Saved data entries
◆ ◆ ◆ ◆ ◆ ◆ ◆

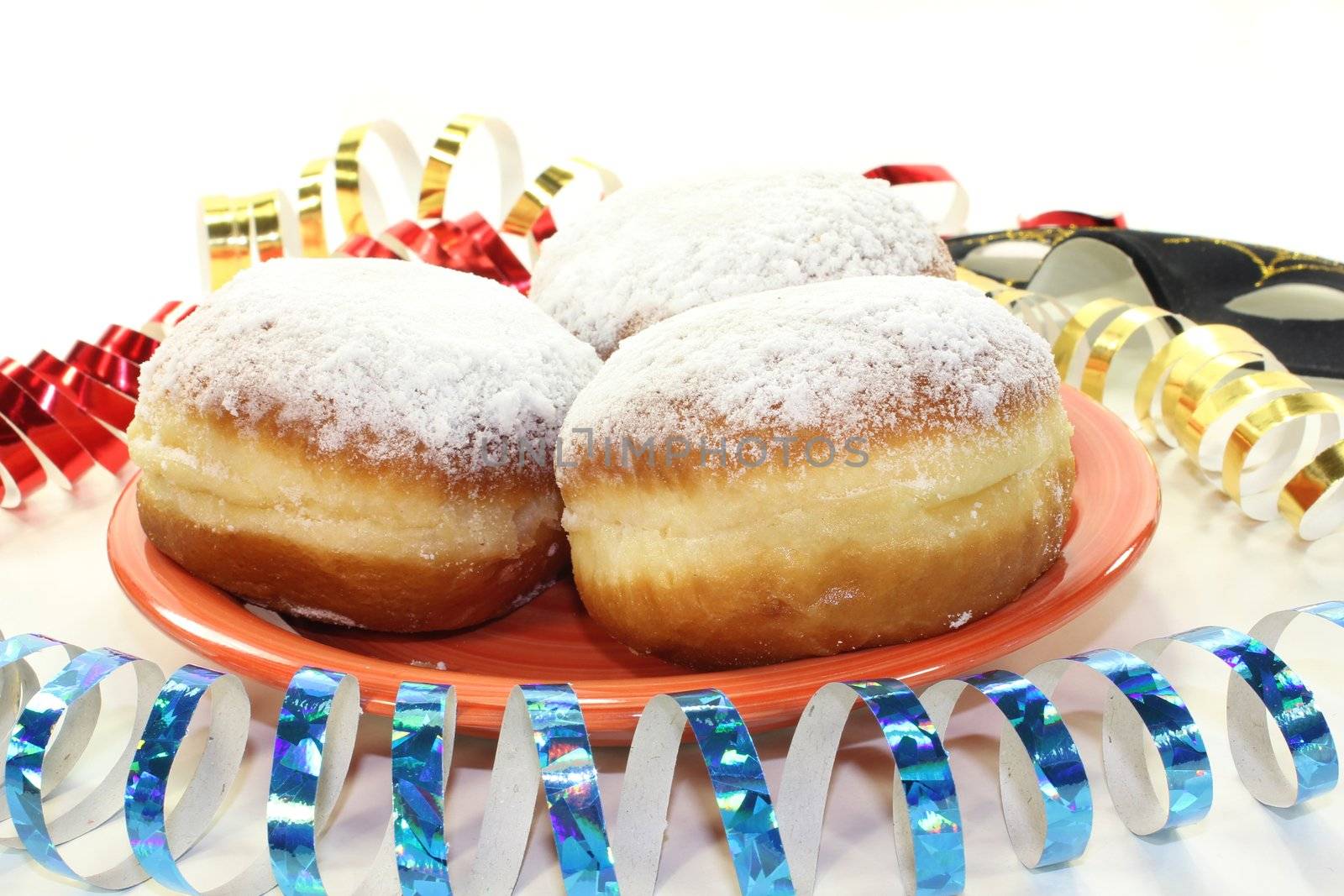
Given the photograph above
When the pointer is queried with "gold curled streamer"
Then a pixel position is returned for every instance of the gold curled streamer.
(349, 187)
(1075, 331)
(1207, 383)
(237, 228)
(542, 192)
(1260, 422)
(225, 228)
(1205, 374)
(448, 147)
(1113, 338)
(1178, 379)
(1310, 486)
(1209, 340)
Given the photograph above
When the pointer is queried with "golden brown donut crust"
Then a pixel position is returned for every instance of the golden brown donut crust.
(773, 566)
(390, 546)
(369, 591)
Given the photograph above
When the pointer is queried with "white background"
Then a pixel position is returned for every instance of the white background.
(1198, 117)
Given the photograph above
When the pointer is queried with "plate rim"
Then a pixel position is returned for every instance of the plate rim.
(609, 705)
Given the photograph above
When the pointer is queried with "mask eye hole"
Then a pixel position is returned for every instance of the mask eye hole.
(1292, 301)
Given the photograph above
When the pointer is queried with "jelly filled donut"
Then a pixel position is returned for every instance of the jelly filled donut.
(643, 255)
(360, 443)
(815, 469)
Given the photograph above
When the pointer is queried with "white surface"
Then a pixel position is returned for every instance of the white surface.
(1203, 118)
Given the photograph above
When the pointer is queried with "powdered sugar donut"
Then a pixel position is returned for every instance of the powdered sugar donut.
(645, 254)
(815, 469)
(329, 438)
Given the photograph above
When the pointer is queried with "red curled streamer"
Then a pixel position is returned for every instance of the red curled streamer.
(1063, 217)
(60, 418)
(468, 244)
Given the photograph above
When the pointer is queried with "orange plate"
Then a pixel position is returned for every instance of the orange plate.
(1116, 506)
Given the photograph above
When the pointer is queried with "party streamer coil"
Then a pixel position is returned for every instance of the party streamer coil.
(773, 839)
(1213, 391)
(62, 417)
(1261, 434)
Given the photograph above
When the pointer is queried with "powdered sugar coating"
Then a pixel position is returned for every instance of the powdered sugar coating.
(645, 254)
(389, 359)
(840, 359)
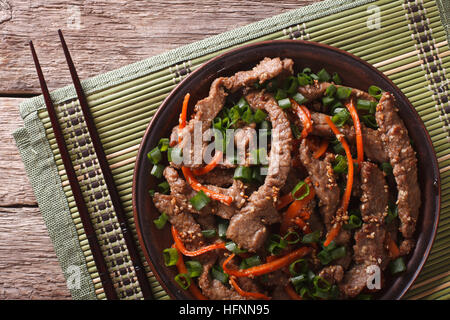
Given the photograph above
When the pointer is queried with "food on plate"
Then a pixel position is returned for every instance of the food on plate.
(286, 185)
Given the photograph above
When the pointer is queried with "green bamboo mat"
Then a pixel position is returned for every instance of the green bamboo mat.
(409, 44)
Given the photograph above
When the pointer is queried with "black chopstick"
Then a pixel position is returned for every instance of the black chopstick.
(107, 174)
(99, 259)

◆ ◆ ◆ ◆ ◆ ◆ ◆

Your goal
Reproduce the material above word for word, from start to finish, and leave out the pictures.

Exercise answer
Given the photograph above
When the pointer is queried with "gold curled streamer"
Then a pixel position is returned for every instance of the gold curled streamer.
(349, 187)
(1075, 331)
(1207, 383)
(237, 228)
(542, 192)
(1260, 422)
(225, 228)
(1205, 374)
(448, 147)
(1113, 338)
(1178, 379)
(1310, 486)
(1209, 340)
Given the photograph above
When the pointer is queried with "golden brown donut crust"
Then a pixel position is returned for every instance of the golden brown donut crust.
(773, 566)
(390, 546)
(369, 591)
Given the photograph above
When the pointer is queried with "white background"
Then a pixel position is returned for every instance of the white background.
(1198, 117)
Given the photograph above
When the pointer is queried with "plate rim"
Then a pixel position is returned for every instance of the plate rim.
(609, 705)
Given the photograph above
When the pointer is queried with "mask eye hole"
Then a pixel position is returned for every instance of the mask eye hole.
(1292, 301)
Given the photograph above
When the pointer is queried with "jelly filled donut"
Then a pixel position is returned for every instance of the jelly filled donut.
(643, 255)
(360, 443)
(815, 469)
Given the photograph above
When the pointer is queried with "white surface"
Then a pixel position is returned for every instance of the white surface.
(1203, 118)
Given the photograph above
When the pointer is queried with "powdered sugar donut"
Then a pixel position is returned for every instance of the powdered sugar donut.
(645, 254)
(815, 469)
(329, 438)
Given the photograph above
When the pointer is queried with "red curled streamer"
Then a pixel position is returned for every instance of the red curled streamer.
(1063, 217)
(60, 418)
(468, 244)
Given the photograph above
When the pointer is queried with "orange plate"
Then a pixel position is returned for every instance of the orange plate.
(1116, 506)
Given the photograph above
When the pointer is queried with "party streamer coil"
Then a pixel position is returned for every instance of the party streamer coil.
(773, 839)
(1213, 391)
(62, 417)
(1261, 434)
Given the photograph above
When the pointer is queried with "powdered sugar coating"
Then a pixel position is returned for every instance of the powdered sugar coating.
(645, 254)
(389, 359)
(840, 359)
Given the photograph above
When the pointer is queried with "food on plate"
Then a pixel position is returned for every instance of the food on plate.
(286, 185)
Given the photograph above
When the pointer is queried with "green bamboo mat"
Then a pixel position is returned for every instance of the green bamboo mat.
(409, 44)
Given the photograph above
When the pointer is queried with "black chopstick"
Then a pixel position is returned for every instance of the black chopstick.
(107, 174)
(99, 259)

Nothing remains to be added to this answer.